§ REQUIRED TASK
Please reproduce these lines exactly, leaving the pictures out of your answer.

══ RAW RECORDS

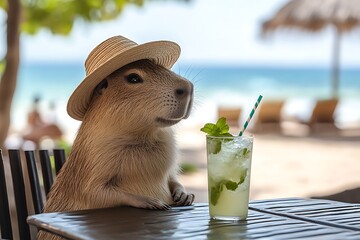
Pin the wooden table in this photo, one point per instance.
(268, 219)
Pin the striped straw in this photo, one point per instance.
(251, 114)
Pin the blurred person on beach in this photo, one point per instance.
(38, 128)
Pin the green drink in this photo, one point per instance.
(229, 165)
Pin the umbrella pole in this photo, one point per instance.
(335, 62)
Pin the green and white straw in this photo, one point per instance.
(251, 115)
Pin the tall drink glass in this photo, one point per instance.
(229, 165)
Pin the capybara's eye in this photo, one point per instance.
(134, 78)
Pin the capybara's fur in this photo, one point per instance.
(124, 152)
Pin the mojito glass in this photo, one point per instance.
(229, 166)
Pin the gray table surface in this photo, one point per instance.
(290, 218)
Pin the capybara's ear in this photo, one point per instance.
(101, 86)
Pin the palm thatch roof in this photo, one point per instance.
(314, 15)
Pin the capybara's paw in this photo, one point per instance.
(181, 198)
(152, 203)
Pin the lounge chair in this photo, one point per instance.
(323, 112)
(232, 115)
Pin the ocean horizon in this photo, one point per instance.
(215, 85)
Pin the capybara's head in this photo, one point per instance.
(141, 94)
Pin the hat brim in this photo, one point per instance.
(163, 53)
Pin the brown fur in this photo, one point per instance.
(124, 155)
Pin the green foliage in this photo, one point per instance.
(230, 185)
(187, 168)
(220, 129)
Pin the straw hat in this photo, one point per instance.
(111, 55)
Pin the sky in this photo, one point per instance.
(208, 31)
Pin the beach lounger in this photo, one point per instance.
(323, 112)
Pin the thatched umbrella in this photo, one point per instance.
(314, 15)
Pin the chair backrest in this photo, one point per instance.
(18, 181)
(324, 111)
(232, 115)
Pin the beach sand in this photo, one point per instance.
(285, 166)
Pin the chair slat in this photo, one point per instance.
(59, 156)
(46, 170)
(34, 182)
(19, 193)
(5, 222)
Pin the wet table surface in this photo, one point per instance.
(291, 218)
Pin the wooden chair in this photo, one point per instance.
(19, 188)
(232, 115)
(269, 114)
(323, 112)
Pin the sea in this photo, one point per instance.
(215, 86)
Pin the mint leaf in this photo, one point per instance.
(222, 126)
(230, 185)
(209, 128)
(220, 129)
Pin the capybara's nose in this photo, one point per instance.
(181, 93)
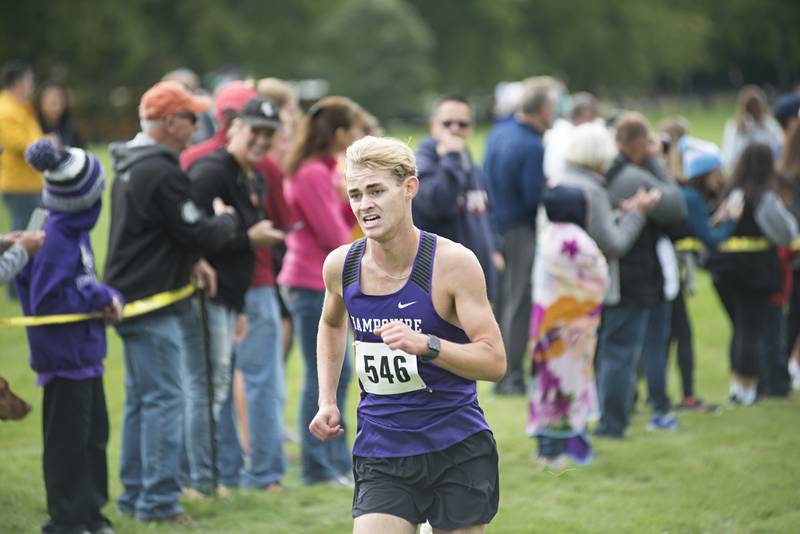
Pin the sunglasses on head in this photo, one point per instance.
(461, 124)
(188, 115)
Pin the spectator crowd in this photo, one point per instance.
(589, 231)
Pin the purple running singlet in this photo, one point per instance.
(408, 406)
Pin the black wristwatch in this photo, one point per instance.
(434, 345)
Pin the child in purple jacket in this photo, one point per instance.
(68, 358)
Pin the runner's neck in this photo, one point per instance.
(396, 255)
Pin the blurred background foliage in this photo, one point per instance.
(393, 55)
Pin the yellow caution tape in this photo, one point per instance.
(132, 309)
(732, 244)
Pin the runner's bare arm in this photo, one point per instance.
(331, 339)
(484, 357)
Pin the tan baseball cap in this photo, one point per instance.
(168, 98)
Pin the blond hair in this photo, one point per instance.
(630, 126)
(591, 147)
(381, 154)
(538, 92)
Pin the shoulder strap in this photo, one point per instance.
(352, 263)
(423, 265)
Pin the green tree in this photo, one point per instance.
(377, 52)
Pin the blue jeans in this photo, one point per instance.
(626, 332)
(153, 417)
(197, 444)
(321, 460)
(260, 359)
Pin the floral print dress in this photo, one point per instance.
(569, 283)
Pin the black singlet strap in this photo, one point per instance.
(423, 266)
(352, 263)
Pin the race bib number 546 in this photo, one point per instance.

════

§ SOLUTION BELOW
Pin the wooden table in this photo, one point per instance.
(268, 219)
Pin the striped straw in this photo, one point per instance.
(251, 114)
Pin the blurred person on beach in this photo, one point per instance.
(38, 128)
Pin the green drink in this photo, one point per instance.
(229, 165)
Pin the umbrella pole in this photo, one point per instance.
(335, 62)
Pin the green and white straw in this photo, one point per instance.
(251, 115)
Pin the tall drink glass in this photo, one point per instance.
(229, 165)
Pin the capybara's eye in this photo, one point per instance.
(134, 78)
Pin the capybara's fur in this photo, one point per instance.
(124, 152)
Pin the mojito glass in this photo, one point per instance.
(229, 166)
Pin the gray table surface in this photo, one point per instance.
(290, 218)
Pin the capybara's ear in this photo, one point per instance.
(101, 86)
Pin the palm thatch roof in this photo, one point per instance.
(314, 15)
Pin the capybara's paw in this photo, one point per instance.
(181, 198)
(152, 203)
Pin the lounge chair in this photo, one point per instance.
(323, 112)
(232, 115)
Pin the ocean horizon in this photo, one point per instance.
(215, 85)
Pin the capybara's head in this photo, one point per instance.
(141, 94)
Pin the hat brim in this photo, one point per instance.
(163, 53)
Pin the brown fur in this photo, one point per instance.
(124, 155)
Pin the green foliage in this photo, one point per instance.
(230, 185)
(187, 168)
(220, 129)
Pin the straw hat in this photo, one point per instance.
(111, 55)
Pin the sky in this photo, one point per instance.
(208, 31)
Pin the beach lounger in this photo, one point per instance.
(323, 112)
Pin the thatched umbrella in this photo, one point per instance.
(314, 15)
Pin the chair backrest in this photo, one point per instance.
(18, 181)
(324, 111)
(232, 115)
Pin the beach sand in this photo, one point per instance.
(285, 166)
Pin the chair slat in this photo, one point per instance.
(59, 156)
(46, 170)
(34, 182)
(19, 193)
(5, 222)
Pin the wet table surface in this photo, one point per instance.
(291, 218)
Pin the wooden chair in this photo, one point per instance.
(19, 188)
(232, 115)
(269, 114)
(323, 112)
Pin the sea in this photo, one point per instance.
(215, 86)
Pin the mint leaf in this photo, one point per instance.
(222, 126)
(230, 185)
(209, 128)
(220, 129)
Pin the capybara's nose in this photo, one point per instance.
(181, 93)
Pin the sunglasses on head in this photo, one point per instance.
(461, 124)
(188, 115)
Pin the spectator crowd in this photo, one point per instance.
(589, 231)
Pin the purple running singlet in this photo, one point per instance.
(408, 406)
Pin the black wristwatch in this photo, one point per instance.
(434, 345)
Pin the child in purple jacket in this photo, one point per instance.
(68, 358)
Pin the runner's neck in this photo, one point per instance.
(396, 255)
Pin the blurred background foliage in this photo, one point per instance.
(393, 55)
Pin the yellow caution tape in this photo, one point per instance.
(132, 309)
(732, 244)
Pin the runner's bare arm in this photo, one point per instance.
(331, 339)
(484, 357)
Pin the tan baseball cap in this photo, one point per instance.
(168, 98)
Pin the blond hair in this photo, one point per instance.
(630, 126)
(591, 147)
(381, 154)
(538, 92)
Pin the shoulder strap in this photo, one point per instance.
(352, 263)
(423, 265)
Pin the green tree in this photo, one point per instance.
(377, 52)
Pin the blue jeans in this photo, one point per instance.
(626, 332)
(153, 417)
(197, 444)
(321, 460)
(260, 359)
Pin the floral print dress in this photo, one point per instance.
(569, 283)
Pin the black singlet strap in this photo, one point per instance.
(423, 266)
(352, 263)
Pin the race bib number 546 in this photo, one point per instance.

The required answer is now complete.